Rewrite the rows in the stretch from the line containing "task | place a point on the snow patch, one" through the line containing "x=316, y=194", changing "cliff face" to "rock face" and keeping everything else the same. Return only that stretch.

──────

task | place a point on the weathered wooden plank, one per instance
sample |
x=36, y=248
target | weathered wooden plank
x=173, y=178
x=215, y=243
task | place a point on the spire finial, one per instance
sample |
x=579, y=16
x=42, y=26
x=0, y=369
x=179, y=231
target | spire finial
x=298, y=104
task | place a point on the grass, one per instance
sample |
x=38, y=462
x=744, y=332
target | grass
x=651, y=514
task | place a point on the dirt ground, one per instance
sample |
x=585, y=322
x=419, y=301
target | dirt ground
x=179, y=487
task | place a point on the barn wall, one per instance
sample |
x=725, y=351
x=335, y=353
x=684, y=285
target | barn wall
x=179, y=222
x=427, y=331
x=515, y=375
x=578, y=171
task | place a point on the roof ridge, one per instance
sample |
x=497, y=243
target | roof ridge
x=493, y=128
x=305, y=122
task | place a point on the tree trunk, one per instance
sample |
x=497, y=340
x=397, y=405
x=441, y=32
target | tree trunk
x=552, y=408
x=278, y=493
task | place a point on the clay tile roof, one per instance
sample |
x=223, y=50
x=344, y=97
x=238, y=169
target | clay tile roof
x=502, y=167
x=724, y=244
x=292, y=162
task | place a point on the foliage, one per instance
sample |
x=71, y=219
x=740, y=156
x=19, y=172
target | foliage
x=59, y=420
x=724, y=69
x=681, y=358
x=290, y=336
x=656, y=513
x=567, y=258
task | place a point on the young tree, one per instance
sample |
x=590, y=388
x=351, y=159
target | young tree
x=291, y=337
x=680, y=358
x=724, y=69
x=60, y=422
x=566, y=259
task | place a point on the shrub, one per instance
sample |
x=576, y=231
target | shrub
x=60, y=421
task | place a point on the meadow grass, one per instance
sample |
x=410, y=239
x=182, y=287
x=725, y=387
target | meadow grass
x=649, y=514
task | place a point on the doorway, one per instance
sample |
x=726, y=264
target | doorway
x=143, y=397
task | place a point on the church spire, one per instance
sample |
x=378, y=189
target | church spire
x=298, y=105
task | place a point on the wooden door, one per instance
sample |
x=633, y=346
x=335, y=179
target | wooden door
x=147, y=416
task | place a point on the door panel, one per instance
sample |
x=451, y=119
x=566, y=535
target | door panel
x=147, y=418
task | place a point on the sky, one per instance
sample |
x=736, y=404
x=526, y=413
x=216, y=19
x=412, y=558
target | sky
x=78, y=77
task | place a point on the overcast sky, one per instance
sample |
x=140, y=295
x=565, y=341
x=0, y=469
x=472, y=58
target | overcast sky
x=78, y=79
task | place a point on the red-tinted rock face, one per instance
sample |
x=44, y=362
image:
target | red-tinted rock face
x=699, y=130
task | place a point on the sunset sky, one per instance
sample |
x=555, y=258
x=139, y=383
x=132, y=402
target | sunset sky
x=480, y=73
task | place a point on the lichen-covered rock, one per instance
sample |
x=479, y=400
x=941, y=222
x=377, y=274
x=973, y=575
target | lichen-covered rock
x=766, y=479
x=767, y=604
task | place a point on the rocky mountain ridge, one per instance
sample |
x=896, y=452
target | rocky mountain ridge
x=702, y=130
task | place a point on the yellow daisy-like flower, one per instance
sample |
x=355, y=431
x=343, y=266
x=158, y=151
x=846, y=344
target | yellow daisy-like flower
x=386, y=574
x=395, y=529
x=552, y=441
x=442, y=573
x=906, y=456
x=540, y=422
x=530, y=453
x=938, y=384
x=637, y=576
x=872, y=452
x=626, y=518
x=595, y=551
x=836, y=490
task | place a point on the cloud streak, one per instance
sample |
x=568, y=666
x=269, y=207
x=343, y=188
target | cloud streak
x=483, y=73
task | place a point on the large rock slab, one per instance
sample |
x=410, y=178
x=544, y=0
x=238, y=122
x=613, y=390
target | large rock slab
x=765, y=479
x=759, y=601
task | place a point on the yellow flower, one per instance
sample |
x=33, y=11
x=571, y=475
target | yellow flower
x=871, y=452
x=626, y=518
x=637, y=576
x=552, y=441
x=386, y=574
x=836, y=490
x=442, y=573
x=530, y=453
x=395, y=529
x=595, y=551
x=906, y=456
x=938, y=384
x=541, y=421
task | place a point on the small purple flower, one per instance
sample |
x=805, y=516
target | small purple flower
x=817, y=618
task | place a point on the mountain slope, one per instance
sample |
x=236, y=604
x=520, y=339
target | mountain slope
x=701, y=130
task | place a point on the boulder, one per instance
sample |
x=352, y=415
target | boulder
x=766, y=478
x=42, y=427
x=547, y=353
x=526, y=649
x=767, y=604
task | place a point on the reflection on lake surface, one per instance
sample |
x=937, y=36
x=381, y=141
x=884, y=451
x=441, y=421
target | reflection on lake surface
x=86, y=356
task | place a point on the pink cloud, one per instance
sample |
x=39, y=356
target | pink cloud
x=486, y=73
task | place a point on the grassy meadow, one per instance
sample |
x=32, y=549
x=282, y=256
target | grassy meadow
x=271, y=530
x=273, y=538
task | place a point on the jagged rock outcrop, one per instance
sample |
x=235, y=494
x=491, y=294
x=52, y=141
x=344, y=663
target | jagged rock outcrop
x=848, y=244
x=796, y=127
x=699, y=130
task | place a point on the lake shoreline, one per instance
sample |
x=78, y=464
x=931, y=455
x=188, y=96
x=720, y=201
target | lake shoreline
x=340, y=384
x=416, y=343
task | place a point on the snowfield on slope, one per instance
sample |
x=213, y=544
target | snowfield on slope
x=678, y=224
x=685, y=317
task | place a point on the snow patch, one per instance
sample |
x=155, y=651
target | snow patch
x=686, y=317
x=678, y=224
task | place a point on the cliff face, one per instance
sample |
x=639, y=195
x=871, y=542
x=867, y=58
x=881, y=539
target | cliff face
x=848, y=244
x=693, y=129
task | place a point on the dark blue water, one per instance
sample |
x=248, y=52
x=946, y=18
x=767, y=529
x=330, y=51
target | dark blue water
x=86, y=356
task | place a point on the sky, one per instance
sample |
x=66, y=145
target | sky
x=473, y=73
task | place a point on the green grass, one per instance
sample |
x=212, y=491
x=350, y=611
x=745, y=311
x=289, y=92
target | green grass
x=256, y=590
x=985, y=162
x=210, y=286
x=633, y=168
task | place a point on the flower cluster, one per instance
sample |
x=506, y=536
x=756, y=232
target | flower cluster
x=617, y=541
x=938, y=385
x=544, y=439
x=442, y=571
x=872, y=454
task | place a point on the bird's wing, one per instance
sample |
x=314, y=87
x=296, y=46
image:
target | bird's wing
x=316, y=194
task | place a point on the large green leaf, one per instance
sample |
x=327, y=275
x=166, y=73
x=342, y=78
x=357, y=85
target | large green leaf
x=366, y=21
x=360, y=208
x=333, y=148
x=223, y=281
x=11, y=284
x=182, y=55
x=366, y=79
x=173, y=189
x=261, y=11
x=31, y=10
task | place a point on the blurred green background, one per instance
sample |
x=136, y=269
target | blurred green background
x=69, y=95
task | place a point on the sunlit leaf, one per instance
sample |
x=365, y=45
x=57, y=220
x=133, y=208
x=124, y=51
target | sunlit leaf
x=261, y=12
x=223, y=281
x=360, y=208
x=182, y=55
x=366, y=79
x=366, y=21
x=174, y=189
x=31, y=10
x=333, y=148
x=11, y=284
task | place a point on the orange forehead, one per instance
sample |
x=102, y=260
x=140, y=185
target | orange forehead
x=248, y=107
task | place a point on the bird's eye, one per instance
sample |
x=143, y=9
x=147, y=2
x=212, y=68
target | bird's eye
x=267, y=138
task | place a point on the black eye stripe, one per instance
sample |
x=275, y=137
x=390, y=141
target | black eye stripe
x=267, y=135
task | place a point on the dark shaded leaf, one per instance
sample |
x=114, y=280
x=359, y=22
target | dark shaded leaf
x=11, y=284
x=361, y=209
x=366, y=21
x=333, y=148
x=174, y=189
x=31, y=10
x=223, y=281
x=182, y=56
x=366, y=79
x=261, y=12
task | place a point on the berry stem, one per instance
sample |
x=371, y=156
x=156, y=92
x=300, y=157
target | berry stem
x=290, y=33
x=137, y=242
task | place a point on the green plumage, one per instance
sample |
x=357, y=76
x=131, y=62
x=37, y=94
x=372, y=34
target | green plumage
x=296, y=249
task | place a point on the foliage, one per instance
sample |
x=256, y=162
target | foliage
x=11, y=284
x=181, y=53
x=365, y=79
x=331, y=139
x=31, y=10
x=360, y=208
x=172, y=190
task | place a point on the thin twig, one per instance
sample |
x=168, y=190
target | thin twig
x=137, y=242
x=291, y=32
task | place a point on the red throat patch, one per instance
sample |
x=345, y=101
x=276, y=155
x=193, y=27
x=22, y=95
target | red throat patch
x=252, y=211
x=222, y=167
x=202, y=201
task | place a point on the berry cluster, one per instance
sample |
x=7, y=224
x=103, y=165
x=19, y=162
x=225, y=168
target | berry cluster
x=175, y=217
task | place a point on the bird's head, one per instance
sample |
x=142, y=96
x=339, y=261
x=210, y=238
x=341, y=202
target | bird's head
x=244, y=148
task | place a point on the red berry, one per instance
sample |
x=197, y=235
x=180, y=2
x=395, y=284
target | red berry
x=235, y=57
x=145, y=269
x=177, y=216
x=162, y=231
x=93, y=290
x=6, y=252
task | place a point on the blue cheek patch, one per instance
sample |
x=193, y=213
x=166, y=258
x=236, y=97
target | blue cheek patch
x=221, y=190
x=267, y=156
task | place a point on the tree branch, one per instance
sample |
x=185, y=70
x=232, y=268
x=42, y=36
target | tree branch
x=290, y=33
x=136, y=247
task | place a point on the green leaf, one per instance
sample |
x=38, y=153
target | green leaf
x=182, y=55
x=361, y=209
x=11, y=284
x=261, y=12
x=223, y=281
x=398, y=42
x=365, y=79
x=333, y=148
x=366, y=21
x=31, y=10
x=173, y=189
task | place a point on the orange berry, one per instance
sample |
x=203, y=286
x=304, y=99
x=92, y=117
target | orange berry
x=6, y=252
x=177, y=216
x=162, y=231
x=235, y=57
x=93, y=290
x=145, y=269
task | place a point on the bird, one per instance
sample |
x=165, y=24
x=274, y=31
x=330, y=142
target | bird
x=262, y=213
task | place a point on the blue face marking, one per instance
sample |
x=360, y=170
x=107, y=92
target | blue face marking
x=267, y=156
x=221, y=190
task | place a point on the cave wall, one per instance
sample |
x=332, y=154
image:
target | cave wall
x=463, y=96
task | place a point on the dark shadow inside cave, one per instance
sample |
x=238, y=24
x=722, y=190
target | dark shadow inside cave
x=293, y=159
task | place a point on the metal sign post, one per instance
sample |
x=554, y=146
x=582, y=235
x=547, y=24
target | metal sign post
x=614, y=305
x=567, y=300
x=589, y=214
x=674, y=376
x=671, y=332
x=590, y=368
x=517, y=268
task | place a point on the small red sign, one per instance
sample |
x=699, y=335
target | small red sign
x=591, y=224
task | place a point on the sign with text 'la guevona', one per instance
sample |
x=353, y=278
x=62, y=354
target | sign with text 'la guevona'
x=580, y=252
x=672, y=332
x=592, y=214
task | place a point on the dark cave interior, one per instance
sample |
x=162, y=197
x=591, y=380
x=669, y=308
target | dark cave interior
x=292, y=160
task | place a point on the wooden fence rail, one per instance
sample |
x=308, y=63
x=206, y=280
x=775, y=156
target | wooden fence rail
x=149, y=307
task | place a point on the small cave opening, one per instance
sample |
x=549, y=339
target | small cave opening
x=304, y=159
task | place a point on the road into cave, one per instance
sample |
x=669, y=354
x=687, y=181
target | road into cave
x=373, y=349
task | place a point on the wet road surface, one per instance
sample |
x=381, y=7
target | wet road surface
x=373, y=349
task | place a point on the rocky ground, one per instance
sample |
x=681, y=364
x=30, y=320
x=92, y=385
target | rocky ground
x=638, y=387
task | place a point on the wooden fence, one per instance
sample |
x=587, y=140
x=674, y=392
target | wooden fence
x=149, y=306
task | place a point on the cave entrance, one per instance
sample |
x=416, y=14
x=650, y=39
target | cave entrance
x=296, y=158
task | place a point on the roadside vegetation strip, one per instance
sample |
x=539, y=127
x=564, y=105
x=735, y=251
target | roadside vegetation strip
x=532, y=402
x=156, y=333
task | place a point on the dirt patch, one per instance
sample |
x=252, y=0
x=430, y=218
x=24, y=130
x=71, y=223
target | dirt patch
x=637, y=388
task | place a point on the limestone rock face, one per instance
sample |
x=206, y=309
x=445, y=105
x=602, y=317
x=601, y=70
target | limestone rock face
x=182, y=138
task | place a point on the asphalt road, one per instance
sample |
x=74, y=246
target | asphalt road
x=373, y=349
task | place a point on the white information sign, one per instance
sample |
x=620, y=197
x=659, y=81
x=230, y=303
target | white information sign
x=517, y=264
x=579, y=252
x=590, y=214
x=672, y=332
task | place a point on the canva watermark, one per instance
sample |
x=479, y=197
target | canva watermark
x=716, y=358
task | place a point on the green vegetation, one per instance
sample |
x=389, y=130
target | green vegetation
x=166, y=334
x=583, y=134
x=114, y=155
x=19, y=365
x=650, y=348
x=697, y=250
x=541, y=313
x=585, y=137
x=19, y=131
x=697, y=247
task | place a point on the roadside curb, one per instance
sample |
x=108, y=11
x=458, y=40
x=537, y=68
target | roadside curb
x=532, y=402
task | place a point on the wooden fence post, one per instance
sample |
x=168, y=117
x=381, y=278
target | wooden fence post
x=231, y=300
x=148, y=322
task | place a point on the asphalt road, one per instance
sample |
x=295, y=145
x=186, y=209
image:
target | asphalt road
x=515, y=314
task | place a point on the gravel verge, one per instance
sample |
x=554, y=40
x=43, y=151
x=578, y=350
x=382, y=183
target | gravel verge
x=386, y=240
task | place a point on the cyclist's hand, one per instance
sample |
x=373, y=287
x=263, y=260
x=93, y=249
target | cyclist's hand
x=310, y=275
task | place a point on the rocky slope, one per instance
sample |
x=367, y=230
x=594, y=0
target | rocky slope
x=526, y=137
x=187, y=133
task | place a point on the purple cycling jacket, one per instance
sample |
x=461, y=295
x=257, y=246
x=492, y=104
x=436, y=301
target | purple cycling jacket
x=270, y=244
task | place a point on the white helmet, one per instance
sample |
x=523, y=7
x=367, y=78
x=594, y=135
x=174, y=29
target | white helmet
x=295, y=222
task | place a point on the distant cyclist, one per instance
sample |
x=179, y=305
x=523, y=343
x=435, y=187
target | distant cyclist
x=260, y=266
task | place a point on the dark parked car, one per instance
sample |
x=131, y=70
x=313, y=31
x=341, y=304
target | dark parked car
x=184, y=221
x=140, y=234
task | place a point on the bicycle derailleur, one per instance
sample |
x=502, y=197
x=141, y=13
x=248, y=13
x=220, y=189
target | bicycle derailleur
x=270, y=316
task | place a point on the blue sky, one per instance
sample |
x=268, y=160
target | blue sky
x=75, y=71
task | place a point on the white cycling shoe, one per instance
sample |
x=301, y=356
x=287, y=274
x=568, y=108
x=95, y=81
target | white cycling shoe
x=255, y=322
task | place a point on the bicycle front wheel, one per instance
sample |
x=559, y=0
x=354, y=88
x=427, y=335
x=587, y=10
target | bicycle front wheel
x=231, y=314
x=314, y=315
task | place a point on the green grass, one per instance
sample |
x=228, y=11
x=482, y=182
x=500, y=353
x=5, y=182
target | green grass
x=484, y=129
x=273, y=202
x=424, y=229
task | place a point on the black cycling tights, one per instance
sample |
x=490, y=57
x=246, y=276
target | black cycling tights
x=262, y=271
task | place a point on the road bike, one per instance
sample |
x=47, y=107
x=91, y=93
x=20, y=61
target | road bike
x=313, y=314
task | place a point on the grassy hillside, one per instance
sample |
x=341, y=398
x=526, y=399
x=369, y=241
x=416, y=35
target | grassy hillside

──────

_The completed task:_
task | place a point on the snow patch, one per instance
sample |
x=155, y=651
target | snow patch
x=686, y=317
x=678, y=224
task | place a point on the rock face, one per instance
sample |
x=639, y=195
x=871, y=542
x=867, y=58
x=881, y=539
target | rock face
x=848, y=244
x=693, y=129
task | place a point on the dark blue water, one per instance
sample |
x=248, y=52
x=946, y=18
x=767, y=529
x=330, y=51
target | dark blue water
x=86, y=356
task | place a point on the sky, one per instance
sample |
x=66, y=145
target | sky
x=473, y=73
task | place a point on the green grass, one per instance
sample |
x=212, y=491
x=350, y=611
x=745, y=311
x=289, y=92
target | green grass
x=256, y=590
x=985, y=162
x=210, y=286
x=633, y=168
task | place a point on the flower cluster, one per instance
sample |
x=506, y=536
x=756, y=232
target | flower cluster
x=617, y=541
x=938, y=385
x=544, y=439
x=442, y=571
x=872, y=454
task | place a point on the bird's wing, one per instance
sample |
x=314, y=87
x=296, y=46
image:
target | bird's wing
x=316, y=194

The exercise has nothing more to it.